:: Problem ::
Restate word for word the span that opens with the line containing "the water, given" and closes with the final line of the data; give only those lines.
======== Records for this task
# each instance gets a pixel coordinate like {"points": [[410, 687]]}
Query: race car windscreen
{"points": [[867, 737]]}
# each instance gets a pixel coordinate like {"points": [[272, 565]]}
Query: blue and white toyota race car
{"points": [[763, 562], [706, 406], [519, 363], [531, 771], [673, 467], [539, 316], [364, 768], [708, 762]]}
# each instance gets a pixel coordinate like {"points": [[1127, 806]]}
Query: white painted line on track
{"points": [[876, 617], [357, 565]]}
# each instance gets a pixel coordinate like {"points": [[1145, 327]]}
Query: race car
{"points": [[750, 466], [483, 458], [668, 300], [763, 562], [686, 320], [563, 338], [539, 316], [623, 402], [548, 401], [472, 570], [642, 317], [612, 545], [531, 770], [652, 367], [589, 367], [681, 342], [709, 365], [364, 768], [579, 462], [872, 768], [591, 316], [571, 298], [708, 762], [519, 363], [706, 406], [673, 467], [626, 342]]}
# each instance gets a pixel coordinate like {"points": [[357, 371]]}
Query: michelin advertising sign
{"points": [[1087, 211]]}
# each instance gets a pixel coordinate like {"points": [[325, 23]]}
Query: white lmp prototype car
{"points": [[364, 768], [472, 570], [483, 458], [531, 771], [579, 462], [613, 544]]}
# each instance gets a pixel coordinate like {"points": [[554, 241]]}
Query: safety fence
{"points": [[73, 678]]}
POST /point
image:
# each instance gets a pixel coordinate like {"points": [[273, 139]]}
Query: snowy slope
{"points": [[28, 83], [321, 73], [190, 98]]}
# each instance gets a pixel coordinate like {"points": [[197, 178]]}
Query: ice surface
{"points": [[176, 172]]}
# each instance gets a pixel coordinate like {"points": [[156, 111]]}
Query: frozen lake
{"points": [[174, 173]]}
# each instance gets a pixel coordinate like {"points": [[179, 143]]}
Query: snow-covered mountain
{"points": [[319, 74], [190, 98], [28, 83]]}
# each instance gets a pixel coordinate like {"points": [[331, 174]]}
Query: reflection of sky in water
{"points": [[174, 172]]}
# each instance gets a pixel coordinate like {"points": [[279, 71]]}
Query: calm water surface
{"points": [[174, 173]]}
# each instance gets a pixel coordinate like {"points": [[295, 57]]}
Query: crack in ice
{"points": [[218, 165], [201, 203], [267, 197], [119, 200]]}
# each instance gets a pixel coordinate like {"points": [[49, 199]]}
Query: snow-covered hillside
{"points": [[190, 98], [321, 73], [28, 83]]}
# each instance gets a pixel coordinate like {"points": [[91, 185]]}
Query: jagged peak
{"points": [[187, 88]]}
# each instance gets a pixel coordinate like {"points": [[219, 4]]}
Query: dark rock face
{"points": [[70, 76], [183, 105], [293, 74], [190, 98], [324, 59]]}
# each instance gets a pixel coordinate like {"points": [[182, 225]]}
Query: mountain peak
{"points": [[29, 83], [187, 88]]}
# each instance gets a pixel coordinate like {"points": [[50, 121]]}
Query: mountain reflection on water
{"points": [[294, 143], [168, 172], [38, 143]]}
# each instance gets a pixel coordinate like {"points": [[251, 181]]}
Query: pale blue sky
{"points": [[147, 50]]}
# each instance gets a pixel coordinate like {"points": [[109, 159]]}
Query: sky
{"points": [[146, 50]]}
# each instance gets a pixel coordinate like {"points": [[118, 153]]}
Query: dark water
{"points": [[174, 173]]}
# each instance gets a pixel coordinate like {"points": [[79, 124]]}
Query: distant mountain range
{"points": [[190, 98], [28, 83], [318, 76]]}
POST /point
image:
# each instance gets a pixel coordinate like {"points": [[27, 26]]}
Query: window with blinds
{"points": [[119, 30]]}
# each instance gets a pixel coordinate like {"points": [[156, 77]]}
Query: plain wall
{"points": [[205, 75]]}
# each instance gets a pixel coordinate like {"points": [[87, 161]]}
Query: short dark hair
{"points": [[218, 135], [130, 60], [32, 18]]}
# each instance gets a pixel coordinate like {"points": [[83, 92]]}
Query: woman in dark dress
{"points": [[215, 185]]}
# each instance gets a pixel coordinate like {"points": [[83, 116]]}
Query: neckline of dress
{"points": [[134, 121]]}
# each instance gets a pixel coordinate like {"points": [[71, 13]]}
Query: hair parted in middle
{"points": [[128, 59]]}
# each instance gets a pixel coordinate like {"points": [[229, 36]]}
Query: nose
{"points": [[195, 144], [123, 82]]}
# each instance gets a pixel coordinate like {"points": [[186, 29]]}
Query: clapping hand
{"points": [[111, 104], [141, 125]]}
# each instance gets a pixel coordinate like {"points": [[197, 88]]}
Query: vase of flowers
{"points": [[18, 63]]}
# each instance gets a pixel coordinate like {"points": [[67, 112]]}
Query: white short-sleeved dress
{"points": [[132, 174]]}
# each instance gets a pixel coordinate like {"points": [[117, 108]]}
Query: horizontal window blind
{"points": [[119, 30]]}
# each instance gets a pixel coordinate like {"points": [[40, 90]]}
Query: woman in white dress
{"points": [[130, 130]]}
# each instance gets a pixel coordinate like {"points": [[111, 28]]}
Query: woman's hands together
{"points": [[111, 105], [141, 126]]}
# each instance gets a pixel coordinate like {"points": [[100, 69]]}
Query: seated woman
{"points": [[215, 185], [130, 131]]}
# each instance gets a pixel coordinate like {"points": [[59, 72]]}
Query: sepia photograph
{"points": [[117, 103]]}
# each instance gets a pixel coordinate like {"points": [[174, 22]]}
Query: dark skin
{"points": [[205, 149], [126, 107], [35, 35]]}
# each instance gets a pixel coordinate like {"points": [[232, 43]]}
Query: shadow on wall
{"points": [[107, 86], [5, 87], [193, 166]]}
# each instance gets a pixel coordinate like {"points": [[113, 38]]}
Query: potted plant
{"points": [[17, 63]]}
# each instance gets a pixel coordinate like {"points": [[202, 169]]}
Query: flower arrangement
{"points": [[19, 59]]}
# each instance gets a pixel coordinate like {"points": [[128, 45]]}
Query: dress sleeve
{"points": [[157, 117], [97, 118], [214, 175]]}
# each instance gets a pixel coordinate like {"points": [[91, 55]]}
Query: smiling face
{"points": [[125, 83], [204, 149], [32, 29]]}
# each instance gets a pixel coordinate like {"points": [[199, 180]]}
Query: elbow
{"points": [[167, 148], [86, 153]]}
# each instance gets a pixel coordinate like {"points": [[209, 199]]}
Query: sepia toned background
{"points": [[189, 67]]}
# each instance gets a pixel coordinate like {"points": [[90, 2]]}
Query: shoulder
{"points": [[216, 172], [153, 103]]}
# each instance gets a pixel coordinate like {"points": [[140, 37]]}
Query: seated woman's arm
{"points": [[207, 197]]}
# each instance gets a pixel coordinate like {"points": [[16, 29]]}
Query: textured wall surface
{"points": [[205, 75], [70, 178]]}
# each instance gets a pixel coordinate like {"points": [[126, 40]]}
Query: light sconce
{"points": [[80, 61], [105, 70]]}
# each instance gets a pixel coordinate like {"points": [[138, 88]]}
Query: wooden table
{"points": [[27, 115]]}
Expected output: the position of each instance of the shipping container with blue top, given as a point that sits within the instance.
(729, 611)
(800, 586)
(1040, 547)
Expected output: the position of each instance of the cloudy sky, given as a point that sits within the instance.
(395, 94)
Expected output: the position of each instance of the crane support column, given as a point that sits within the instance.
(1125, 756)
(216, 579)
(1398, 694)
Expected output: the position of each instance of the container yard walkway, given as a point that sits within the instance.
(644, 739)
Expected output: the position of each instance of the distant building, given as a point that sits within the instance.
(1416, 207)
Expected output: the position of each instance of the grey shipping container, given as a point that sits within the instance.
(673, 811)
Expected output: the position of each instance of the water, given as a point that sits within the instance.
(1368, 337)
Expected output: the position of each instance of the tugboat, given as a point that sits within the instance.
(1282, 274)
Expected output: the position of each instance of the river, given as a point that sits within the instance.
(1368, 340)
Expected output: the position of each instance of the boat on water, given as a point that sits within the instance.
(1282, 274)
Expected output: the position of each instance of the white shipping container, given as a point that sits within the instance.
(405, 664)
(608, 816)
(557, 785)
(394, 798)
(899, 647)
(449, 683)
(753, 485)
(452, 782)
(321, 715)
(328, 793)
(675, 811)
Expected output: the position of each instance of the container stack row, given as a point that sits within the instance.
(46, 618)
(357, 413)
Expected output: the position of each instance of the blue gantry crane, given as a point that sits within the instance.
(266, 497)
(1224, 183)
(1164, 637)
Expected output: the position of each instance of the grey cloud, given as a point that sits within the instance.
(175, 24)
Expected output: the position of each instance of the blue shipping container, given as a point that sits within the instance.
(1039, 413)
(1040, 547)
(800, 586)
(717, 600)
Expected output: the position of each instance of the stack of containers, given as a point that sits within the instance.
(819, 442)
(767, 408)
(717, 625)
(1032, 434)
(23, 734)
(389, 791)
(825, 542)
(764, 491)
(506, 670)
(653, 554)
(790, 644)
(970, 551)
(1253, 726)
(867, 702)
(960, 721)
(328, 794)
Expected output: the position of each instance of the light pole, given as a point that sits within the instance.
================
:: Written response ::
Expected output: the position of each instance of the water, given as a point that sits within the instance.
(1368, 337)
Expected output: the position of each instance of the tugboat, given as a point that sits within the instance.
(1282, 274)
Expected output: the position of each instance of the river, given as a point that sits within the instance.
(1368, 340)
Expected output: the position of each instance of the boat on water, given as a point that sits within the instance.
(1282, 274)
Expected output: the position of each instance of the white shipping container, given as a point that sits within the instance.
(405, 664)
(608, 816)
(557, 785)
(394, 798)
(899, 647)
(449, 683)
(753, 485)
(452, 782)
(321, 715)
(328, 793)
(675, 811)
Expected output: the position of each instance of the container stack row, given as a point that sits within the instance.
(46, 618)
(357, 413)
Expected output: the position of each instance of the blue gantry crane, given as a point that sits within the instance.
(266, 497)
(1224, 183)
(1164, 637)
Expected output: the position of each instance of the grey cloud, given as a point that sits within the instance.
(175, 24)
Expected output: the position of each instance of the blue shipping container, given as a point that sits within the instance.
(1039, 413)
(1040, 547)
(800, 586)
(717, 600)
Expected output: the position of each instance of the stack of containers, given as a point that sits within the instance.
(819, 442)
(767, 408)
(717, 625)
(1032, 434)
(23, 734)
(389, 791)
(825, 542)
(764, 491)
(506, 670)
(653, 554)
(790, 644)
(970, 551)
(1253, 726)
(867, 702)
(960, 721)
(328, 794)
Expected output: the position of each instance of the light pole, given as a point that sits within the instance.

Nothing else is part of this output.